I crauti "bio" non erano ancora "bio": a processo il Consorzio Val di Gresta
Una frode, secondo la procura, finalizzata all’aumento della quantità di crauti biologici da mettere sul mercato. Un banale errore, secondo le difese, che ha portato a mettere assieme ortaggi biologici, con ortaggi nel periodo di conversione. Ma un errore che è costato piuttosto caro al Consorzio ortofrutticolo Val di Gresta: la cooperativa ha patteggiato una pena pecuniaria di 10 mila euro, il suo direttore ha concordato con la procura la pena di 6 mesi. Solo la presidente del consorzio Vanda Rosà ha deciso di andare al processo, evidenziando il suo essere completamente all’oscuro di qualsiasi cosa fosse accaduta.
La vicenda risale al marzo 2018. All’epoca la notizia fu dirompente: era stati sequestrati un tot di crauti grestani ed era stata avviata un’indagine sulla gestione degli ortaggi. Gli accertamenti avrebbero portato gli inquirenti a parlare di irregolarità nella commercializzazione dei prodotti biologici. Da qui il titolo di reato, di quelli pesanti: frode in commercio.
Per capire, serve precisare le regole circa il biologico. Naturalmente, per essere definito biologico, un prodotto deve essere coltivato rispettando alla lettera disciplinari particolarmente rigidi. E in Val di Gresta lo sanno bene: della genuinità, del prodotto bio e della territorialità hanno fatto un marchio di fabbrica. Solo che il confine tra bio e non bio è tanto rigido quanto definito da regole precise. Per esempio - e per entrare nel caso in questione - un campo o un’azienda agricola non può passare da non biologica a biologica in un battito di ciglia. Perché le cose si fanno seriamente. Quindi un campo, da quando l’agricoltore smette di utilizzare prodotti non conformi al disciplinare può ovviamene produrre, ma gli ortaggi non sono considerati biologici, perché la terra mantiene dei residui. Quindi è necessario aspettare due anni. Tecnicamente, in questo periodo di tempo il campo è «in conversione». Quindi niente etichetta bio, nonostante le modalità di coltivazione siano già secondo il disciplinare. Ciò allo scopo di garantire, naturalmente, il consumatore finale: quel che compra non ha residui di pesticidi o prodotti chimici.

§ Esercizio A:
Secondo il testo di riferimento sui crauti della Val di Gresta, quanto tempo bisogna aspettare prima che gli ortaggi di un campo in conversione siano considerati biologici?
§ Esercizio B:
Indica se le seguenti affermazioni concordano con il testo di riferimento sui crauti della Val di Gresta, riportando per ciascuna le parole decisive del testo.
(i) La cooperativa ha patteggiato una pena pecuniaria di 10 mila euro.
(ii) Anche la presidente del consorzio ha concordato una pena con la procura.
(iii) La vicenda risale al marzo 2019.
§ Esercizio C:
Prosegui il testo di riferimento sui crauti della Val di Gresta a partire dalla sua ultima frase.

§ Estratti dei dati:
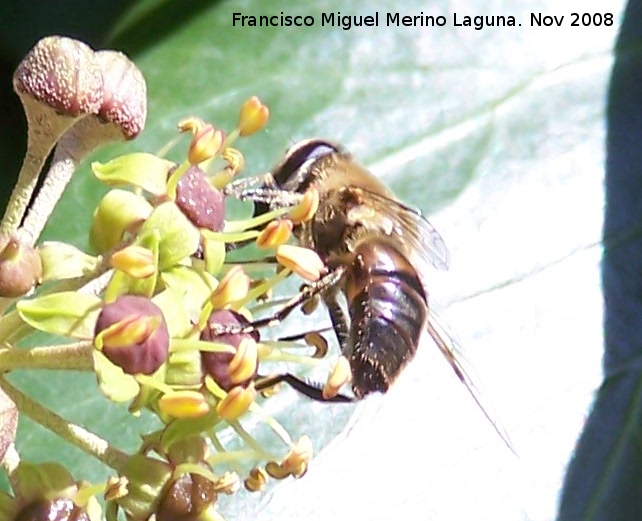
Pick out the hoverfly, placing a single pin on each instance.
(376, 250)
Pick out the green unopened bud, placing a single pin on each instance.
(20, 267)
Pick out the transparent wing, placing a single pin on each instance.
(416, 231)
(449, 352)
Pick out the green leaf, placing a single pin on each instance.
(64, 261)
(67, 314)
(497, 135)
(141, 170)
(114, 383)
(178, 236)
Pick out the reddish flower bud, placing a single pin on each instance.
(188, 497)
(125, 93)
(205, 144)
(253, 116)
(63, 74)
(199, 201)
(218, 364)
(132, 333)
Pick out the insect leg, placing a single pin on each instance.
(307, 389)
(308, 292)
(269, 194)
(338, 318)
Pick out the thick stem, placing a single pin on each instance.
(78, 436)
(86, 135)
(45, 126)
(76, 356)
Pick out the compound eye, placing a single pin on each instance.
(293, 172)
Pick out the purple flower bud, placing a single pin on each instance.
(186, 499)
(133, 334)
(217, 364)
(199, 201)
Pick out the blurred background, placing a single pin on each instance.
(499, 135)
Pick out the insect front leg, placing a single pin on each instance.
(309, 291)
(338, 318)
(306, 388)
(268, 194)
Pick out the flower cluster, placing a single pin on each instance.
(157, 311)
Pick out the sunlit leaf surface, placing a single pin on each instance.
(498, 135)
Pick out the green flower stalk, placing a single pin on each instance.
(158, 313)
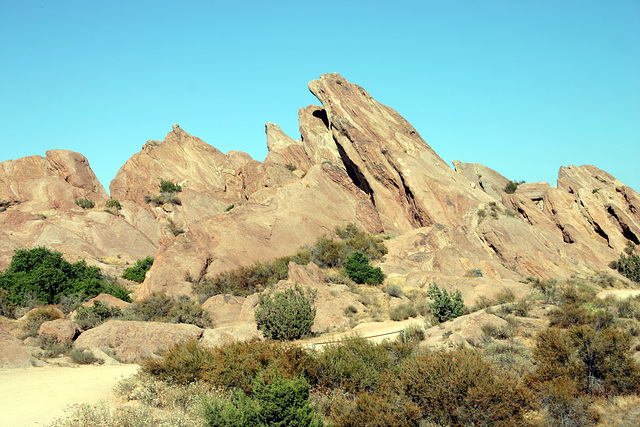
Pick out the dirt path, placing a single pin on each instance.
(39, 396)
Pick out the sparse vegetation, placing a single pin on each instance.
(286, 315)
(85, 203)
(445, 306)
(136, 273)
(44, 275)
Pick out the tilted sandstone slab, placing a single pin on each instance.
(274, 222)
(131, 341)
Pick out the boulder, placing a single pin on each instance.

--

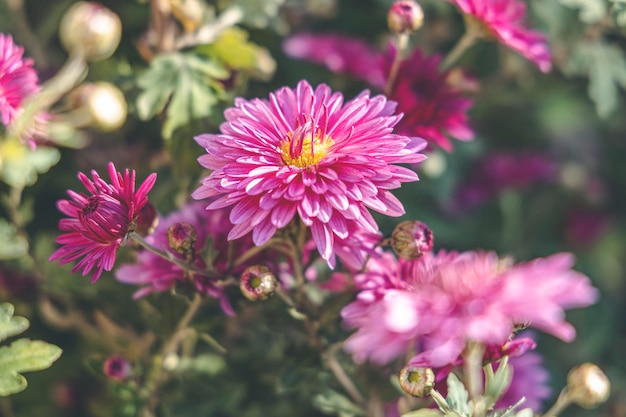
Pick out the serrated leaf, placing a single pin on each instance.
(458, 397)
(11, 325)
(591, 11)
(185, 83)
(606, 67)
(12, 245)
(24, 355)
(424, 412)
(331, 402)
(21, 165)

§ Soluzione A:
Due anni.

§ Soluzione B:
(i) Sì: «la cooperativa ha patteggiato una pena pecuniaria di 10 mila euro».
(ii) No: «Solo la presidente del consorzio Vanda Rosà ha deciso di andare al processo».
(iii) No: «La vicenda risale al marzo 2018».

§ Soluzione C:
Bene, quel che è contestato al consorzio, è di aver contaminato la produzione: dei 40 mila chili di crauti biologici venuti nel 2017, 9 mila sarebbero arrivati da un campo in conversione, appunto. Da qui l’accusa di aver violato le norme.
nei guai sono finit il direttore del consorzio, la presidente e il consorzio stesso, per la norma sulla responsabilità penale delle persone giuridiche. Il direttore, assistito dagli avvocati Daniela Conzatti e Rolando Landucci, ha scelto di patteggiare: 6 mesi sospesi. A quel punto pressoché obbligato il patteggiamento anche del Consorzio (avvocato Sara Pinamonti), che pagherà una multa di 10 mila euro. La presidente Vanda Rosà, invece, insiste: non ne sapeva nulla. Preferisce il processo.